---------- SOURCE DATA ----------

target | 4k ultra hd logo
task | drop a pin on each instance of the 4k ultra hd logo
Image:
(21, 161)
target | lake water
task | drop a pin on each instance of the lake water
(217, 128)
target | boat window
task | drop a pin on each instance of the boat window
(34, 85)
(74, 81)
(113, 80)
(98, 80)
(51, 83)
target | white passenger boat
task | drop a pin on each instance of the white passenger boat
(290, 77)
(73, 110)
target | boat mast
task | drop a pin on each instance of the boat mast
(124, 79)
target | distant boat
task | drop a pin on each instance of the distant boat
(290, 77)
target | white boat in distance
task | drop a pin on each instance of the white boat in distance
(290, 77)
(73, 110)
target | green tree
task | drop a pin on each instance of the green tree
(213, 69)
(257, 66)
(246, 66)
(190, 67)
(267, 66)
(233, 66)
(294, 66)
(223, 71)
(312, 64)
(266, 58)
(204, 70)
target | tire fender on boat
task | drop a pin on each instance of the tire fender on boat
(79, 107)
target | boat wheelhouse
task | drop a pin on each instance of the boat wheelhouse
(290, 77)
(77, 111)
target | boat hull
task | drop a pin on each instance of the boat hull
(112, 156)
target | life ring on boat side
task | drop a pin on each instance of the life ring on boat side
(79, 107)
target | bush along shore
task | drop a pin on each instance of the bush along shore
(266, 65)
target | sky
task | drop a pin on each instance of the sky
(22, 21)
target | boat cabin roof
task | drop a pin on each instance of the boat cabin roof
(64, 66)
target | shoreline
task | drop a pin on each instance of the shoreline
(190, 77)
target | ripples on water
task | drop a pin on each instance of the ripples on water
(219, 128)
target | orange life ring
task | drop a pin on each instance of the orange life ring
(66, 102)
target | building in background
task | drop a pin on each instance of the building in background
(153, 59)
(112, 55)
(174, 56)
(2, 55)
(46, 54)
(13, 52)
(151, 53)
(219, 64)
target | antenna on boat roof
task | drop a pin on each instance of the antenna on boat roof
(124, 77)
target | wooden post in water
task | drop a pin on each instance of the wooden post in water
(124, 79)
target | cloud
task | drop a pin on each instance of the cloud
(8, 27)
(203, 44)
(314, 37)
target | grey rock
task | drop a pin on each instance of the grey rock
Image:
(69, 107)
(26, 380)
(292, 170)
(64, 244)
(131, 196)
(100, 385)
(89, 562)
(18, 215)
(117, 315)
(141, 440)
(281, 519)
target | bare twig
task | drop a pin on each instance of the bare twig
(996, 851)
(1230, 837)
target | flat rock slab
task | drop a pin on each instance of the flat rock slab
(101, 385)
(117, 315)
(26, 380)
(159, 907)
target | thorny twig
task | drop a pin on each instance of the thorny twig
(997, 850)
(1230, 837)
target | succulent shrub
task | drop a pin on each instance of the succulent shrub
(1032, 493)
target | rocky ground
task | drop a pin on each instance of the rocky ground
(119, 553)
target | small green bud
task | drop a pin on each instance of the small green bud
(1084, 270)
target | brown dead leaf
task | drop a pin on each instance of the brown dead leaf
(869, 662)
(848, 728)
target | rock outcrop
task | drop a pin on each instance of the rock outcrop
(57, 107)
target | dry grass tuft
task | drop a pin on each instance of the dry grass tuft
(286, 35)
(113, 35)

----------

TASK TO COMPLETE: Transcribe every record above exactly as it appears.

EXERCISE OUTPUT:
target | 4k ultra hd logo
task | drop a pin on each instance of the 4k ultra hd logo
Image:
(21, 161)
target | lake water
task | drop a pin on each instance of the lake water
(217, 128)
target | boat window
task | drop a pin on each instance of the boat window
(34, 85)
(74, 81)
(113, 80)
(98, 80)
(51, 83)
target | white passenger boat
task | drop a pin on each instance of the white passenger boat
(290, 77)
(73, 110)
target | boat mast
task | drop a pin on each instance of the boat mast
(124, 79)
target | distant boat
task | drop a pin on each instance of the distant boat
(290, 77)
target | white boat in distance
task | drop a pin on each instance of the white boat in distance
(290, 77)
(73, 110)
target | green tree
task | drop a pin on each instance of the green tree
(213, 69)
(257, 66)
(246, 66)
(190, 67)
(267, 66)
(233, 66)
(294, 66)
(223, 71)
(312, 64)
(266, 58)
(204, 70)
target | tire fender on boat
task | drop a pin on each instance of the tire fender on boat
(79, 107)
target | boat wheelhouse
task | drop a pin on each instance of the boat wheelhouse
(290, 77)
(77, 111)
target | boat hull
task | drop a pin on each instance of the boat hull
(112, 156)
target | life ring on boat side
task | drop a pin on each instance of the life ring on boat side
(79, 107)
target | bush along shore
task | drop a pin on each instance of the bush along shore
(266, 65)
target | sky
task | drop a pin on each instance of the sky
(22, 21)
target | boat cabin roof
task | drop a pin on each instance of the boat cabin roof
(64, 66)
target | shoreline
task | drop a pin on each instance of the shoreline
(190, 77)
target | ripples on water
task | drop a pin on each instance of the ripples on water
(219, 128)
target | orange life ring
task | drop a pin on each instance of the orange life ring
(66, 102)
target | building in background
task | drop a pin on each instance of the building in background
(153, 59)
(112, 55)
(174, 56)
(2, 55)
(46, 54)
(13, 52)
(151, 53)
(219, 64)
target | antenna on boat roof
task | drop a pin on each instance of the antenna on boat roof
(124, 77)
target | wooden post in water
task | drop a pin on each instance of the wooden post in water
(124, 79)
target | cloud
task | drop a pin on each instance of the cloud
(8, 27)
(203, 44)
(314, 37)
target | grey rock
task | drop a pin on each instance of the grey rock
Image:
(69, 107)
(26, 380)
(292, 170)
(64, 244)
(131, 196)
(100, 385)
(89, 562)
(18, 215)
(117, 315)
(141, 440)
(281, 519)
target | bare twig
task | drop a pin on each instance of the bare twig
(996, 851)
(1230, 837)
target | flat rock slab
task | drop a pin on each instance of the flat rock slab
(101, 385)
(117, 315)
(26, 380)
(159, 907)
target | thorny twig
task | drop a pin on each instance of the thorny twig
(997, 850)
(1230, 837)
target | succulent shrub
task | drop a pin on each instance of the succulent shrub
(1032, 493)
target | rocky ground
task | drop a pin on each instance of the rocky ground
(119, 553)
target | small green bud
task | drop a pin on each instance of the small green bud
(1084, 270)
target | brown dead leaf
task | drop a pin on each instance of the brown dead leaf
(869, 662)
(848, 728)
target | rock outcrop
task | drop a pin on each instance of the rock outcrop
(57, 107)
target | dry grass tuft
task | drop a pin on each instance of the dry grass tuft
(286, 35)
(113, 35)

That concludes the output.